* WHAT IS BEING ASKED: Reproduce the data verbatim, beginning with the line that contains "fishing reel -> outlines, every instance" and continuing through the line that contains "[[[208,137],[131,0],[1,0],[1,208],[55,278],[214,392],[223,277]]]", including both of those lines. Leave the pictures out of your answer.

* EXTRACTED INFORMATION:
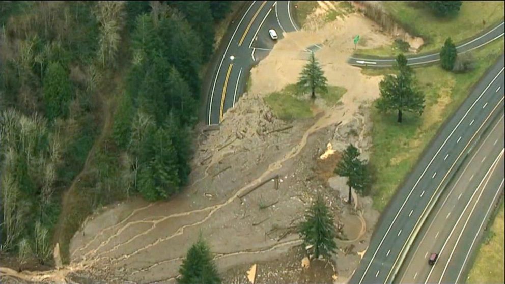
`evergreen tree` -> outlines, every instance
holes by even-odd
[[[459,11],[462,1],[429,1],[430,8],[438,16],[453,15]]]
[[[310,91],[311,98],[316,98],[316,91],[326,92],[328,91],[326,78],[324,76],[319,63],[312,52],[308,62],[303,67],[298,78],[298,86],[304,92]]]
[[[446,70],[451,71],[454,68],[454,63],[458,56],[458,51],[456,46],[453,43],[451,38],[445,40],[442,50],[440,50],[440,64],[442,68]]]
[[[179,270],[179,284],[220,284],[221,279],[212,260],[210,250],[202,238],[188,250]]]
[[[298,232],[305,244],[313,246],[316,258],[335,253],[335,224],[321,195],[318,195],[306,212],[305,220],[300,224]]]
[[[402,122],[404,111],[421,115],[424,109],[424,94],[415,86],[414,74],[406,65],[402,67],[403,61],[399,56],[400,72],[397,76],[386,75],[379,84],[380,97],[376,107],[381,111],[397,111],[398,122]]]
[[[369,184],[367,163],[359,160],[359,157],[358,149],[352,144],[349,144],[335,169],[338,175],[348,178],[347,184],[349,186],[349,203],[351,203],[352,188],[363,194]]]
[[[68,115],[69,104],[72,99],[72,84],[63,67],[51,62],[43,81],[44,101],[46,116],[50,121]]]

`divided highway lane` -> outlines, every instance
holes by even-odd
[[[208,124],[221,123],[223,114],[243,93],[251,67],[273,48],[268,29],[277,31],[279,39],[284,32],[297,30],[290,17],[291,5],[290,1],[252,1],[232,23],[223,38],[208,86]]]
[[[502,56],[490,68],[423,153],[383,213],[351,283],[385,283],[394,278],[394,268],[402,263],[430,205],[474,147],[491,114],[503,107],[504,61]]]
[[[499,39],[505,33],[505,22],[485,33],[484,34],[470,40],[456,47],[458,53],[464,53],[473,50]],[[407,65],[416,65],[435,62],[440,60],[439,52],[424,55],[417,55],[407,58]],[[384,58],[372,56],[350,57],[347,62],[351,65],[376,67],[388,67],[393,66],[396,60],[393,58]]]
[[[400,283],[439,282],[438,279],[456,283],[461,280],[461,272],[467,264],[465,254],[475,247],[472,246],[473,240],[476,240],[474,237],[482,232],[481,224],[487,219],[490,209],[503,189],[505,124],[502,113],[499,119],[485,134],[471,157],[465,161],[464,168],[454,177],[455,182],[442,193],[440,201],[443,199],[443,202],[434,208],[407,255],[396,279]],[[434,267],[428,263],[432,252],[440,254]],[[429,274],[431,274],[429,279]]]

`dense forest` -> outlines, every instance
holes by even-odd
[[[0,2],[0,252],[50,263],[98,207],[180,192],[230,3]]]

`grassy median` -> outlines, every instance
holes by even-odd
[[[502,202],[491,229],[478,250],[473,266],[466,279],[467,283],[505,283],[503,275],[503,263],[505,263],[504,225],[505,215],[503,203]]]
[[[425,41],[420,52],[438,50],[451,37],[459,43],[503,20],[503,1],[464,1],[455,16],[441,18],[434,15],[425,3],[419,1],[384,1],[387,12],[406,31]],[[415,19],[415,20],[412,20]],[[396,44],[373,49],[359,50],[357,53],[378,56],[394,55],[399,51]]]
[[[474,51],[475,69],[467,73],[448,72],[438,64],[415,69],[426,95],[426,107],[420,117],[404,115],[400,124],[396,122],[396,114],[380,113],[372,108],[370,162],[377,173],[372,194],[377,210],[384,208],[443,121],[461,105],[473,84],[503,54],[503,47],[502,39]],[[368,74],[374,73],[382,72],[378,70]]]

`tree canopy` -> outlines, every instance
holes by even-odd
[[[318,92],[328,91],[327,81],[319,62],[312,52],[308,62],[300,74],[297,83],[298,87],[303,92],[310,91],[311,97],[315,99],[316,91]]]
[[[336,250],[336,229],[333,216],[324,200],[318,195],[300,223],[298,232],[306,245],[313,246],[314,256],[329,256]]]

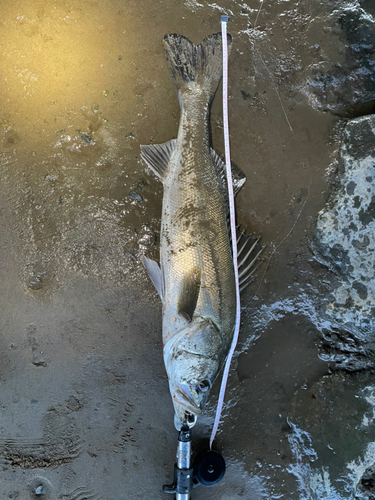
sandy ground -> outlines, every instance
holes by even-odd
[[[340,4],[373,22],[370,1]],[[374,498],[354,493],[375,462],[371,372],[337,370],[326,349],[335,329],[319,311],[338,277],[310,249],[345,116],[374,99],[338,6],[2,2],[1,498],[168,498],[177,433],[161,305],[138,260],[158,258],[162,186],[139,145],[177,133],[163,36],[198,44],[221,14],[234,38],[232,157],[247,175],[238,222],[268,250],[243,296],[215,444],[227,473],[193,499]],[[211,118],[223,151],[219,94]],[[214,412],[215,394],[196,451]]]

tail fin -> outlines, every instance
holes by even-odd
[[[228,54],[232,37],[227,35]],[[182,35],[165,35],[165,57],[180,96],[196,82],[214,97],[223,72],[221,33],[206,37],[200,45],[194,45]]]

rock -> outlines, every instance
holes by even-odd
[[[347,117],[375,109],[375,20],[364,8],[357,4],[333,11],[331,18],[346,38],[344,62],[316,72],[311,82],[321,108]]]
[[[366,363],[374,354],[374,144],[375,116],[347,124],[340,151],[343,170],[340,188],[329,207],[319,213],[311,242],[316,259],[337,275],[339,283],[324,303],[322,314],[339,332],[352,335],[350,340],[345,333],[341,336],[340,350],[357,351],[361,363],[365,362],[363,349]],[[354,368],[359,366],[355,364]]]

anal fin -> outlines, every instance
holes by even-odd
[[[142,160],[162,182],[167,175],[169,160],[176,149],[176,144],[177,140],[172,139],[164,144],[141,146]]]
[[[252,282],[252,275],[262,260],[260,255],[265,249],[259,244],[260,238],[254,238],[237,228],[237,266],[240,281],[240,292]]]
[[[211,148],[211,157],[214,163],[215,170],[223,183],[223,187],[225,192],[227,189],[227,170],[225,161],[221,157],[221,155]],[[238,167],[235,163],[231,162],[231,170],[232,170],[232,182],[233,182],[233,193],[234,196],[238,194],[242,186],[246,182],[246,175],[242,172],[240,167]]]

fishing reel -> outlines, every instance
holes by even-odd
[[[208,450],[191,463],[192,431],[183,427],[178,436],[177,463],[172,484],[164,484],[164,493],[175,494],[175,500],[191,500],[190,493],[196,486],[214,486],[225,474],[225,460],[217,451]]]

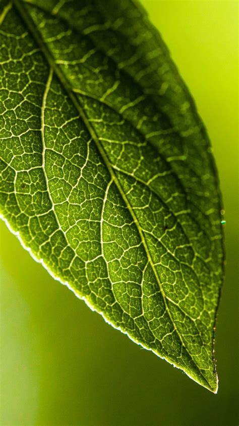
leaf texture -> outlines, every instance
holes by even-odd
[[[208,137],[131,0],[1,0],[1,208],[55,278],[214,392],[223,277]]]

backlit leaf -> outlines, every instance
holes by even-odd
[[[0,4],[3,218],[107,322],[216,392],[220,193],[160,35],[131,0]]]

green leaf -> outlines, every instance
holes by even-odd
[[[2,215],[54,278],[216,392],[211,149],[132,0],[1,0]]]

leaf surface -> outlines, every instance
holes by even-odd
[[[2,215],[114,327],[216,392],[208,137],[131,0],[1,0]]]

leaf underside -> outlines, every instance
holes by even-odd
[[[223,276],[208,138],[131,0],[1,0],[1,208],[112,325],[216,392]]]

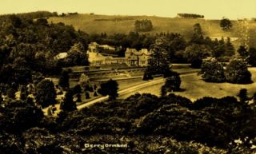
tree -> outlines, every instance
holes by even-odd
[[[194,34],[190,43],[198,45],[204,43],[202,31],[199,23],[196,23],[194,25]]]
[[[240,102],[246,103],[248,101],[247,97],[247,89],[241,89],[238,97],[240,99]]]
[[[61,77],[59,77],[58,85],[65,89],[70,88],[70,75],[69,72],[63,70]]]
[[[249,64],[256,66],[256,49],[250,48],[249,49]]]
[[[202,59],[211,55],[212,50],[205,45],[193,44],[185,49],[185,57],[189,62],[191,62],[191,66],[194,68],[200,68]]]
[[[26,101],[27,96],[28,96],[27,88],[26,86],[24,86],[24,85],[22,85],[22,87],[21,87],[21,93],[20,93],[20,99],[22,101]]]
[[[110,100],[115,100],[118,96],[118,82],[110,79],[108,81],[100,85],[100,89],[98,90],[98,93],[104,97],[108,95]]]
[[[167,94],[167,89],[166,86],[162,86],[161,87],[161,97],[165,97]]]
[[[90,93],[89,92],[86,92],[86,99],[89,99],[90,98]]]
[[[144,72],[144,74],[143,74],[143,77],[142,77],[142,80],[143,81],[148,81],[148,80],[152,80],[153,79],[153,77],[152,77],[152,73],[150,73],[148,69],[146,69]]]
[[[230,19],[223,18],[220,22],[220,27],[222,30],[227,31],[232,28],[232,23]]]
[[[247,57],[249,56],[250,52],[246,49],[246,48],[243,45],[240,45],[238,53],[239,55],[244,58]]]
[[[151,45],[152,54],[149,59],[147,69],[154,74],[163,74],[166,70],[170,69],[170,61],[166,51],[167,40],[164,37],[156,39]]]
[[[7,94],[8,98],[15,99],[15,89],[13,89],[13,88],[8,89],[6,94]]]
[[[36,102],[42,108],[56,104],[56,92],[51,81],[48,79],[41,81],[36,85],[35,93]]]
[[[202,60],[201,73],[205,81],[223,82],[226,81],[223,65],[214,57]]]
[[[61,104],[60,109],[63,111],[70,112],[77,110],[77,105],[73,101],[73,91],[68,90],[65,94],[63,102]]]
[[[98,97],[98,93],[96,91],[94,93],[94,97]]]
[[[171,75],[166,80],[165,85],[163,85],[166,91],[177,91],[180,89],[182,80],[179,77],[179,73],[177,72],[172,72]]]
[[[230,42],[230,38],[227,38],[226,39],[227,40],[225,45],[225,52],[223,56],[231,57],[234,55],[234,48],[232,43]]]
[[[251,83],[251,73],[247,69],[247,62],[240,57],[231,59],[226,66],[226,78],[228,82],[236,84]]]

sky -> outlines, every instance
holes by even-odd
[[[0,0],[0,14],[37,10],[160,17],[190,13],[237,19],[256,18],[256,0]]]

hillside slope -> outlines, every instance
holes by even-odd
[[[78,14],[66,17],[50,18],[50,22],[63,22],[72,25],[77,30],[88,34],[115,33],[128,34],[134,30],[135,20],[151,20],[154,30],[150,34],[161,32],[179,33],[189,39],[193,32],[193,26],[200,23],[203,33],[210,37],[235,37],[239,38],[241,32],[236,21],[232,21],[233,29],[230,32],[224,32],[219,26],[219,20],[189,19],[175,18],[161,18],[156,16],[121,16],[121,15],[90,15]],[[250,45],[256,47],[256,22],[250,22]],[[239,42],[234,42],[238,45]]]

* EXERCISE RESULT:
fishing reel -> outlines, every instance
holes by even-odd
[[[208,450],[191,463],[192,431],[183,427],[178,436],[177,463],[172,484],[164,484],[164,493],[175,494],[175,500],[191,500],[190,493],[196,486],[214,486],[225,474],[225,460],[217,451]]]

leaf texture -> outlines, every instance
holes by even-odd
[[[208,137],[131,0],[1,0],[1,208],[55,278],[214,392],[223,277]]]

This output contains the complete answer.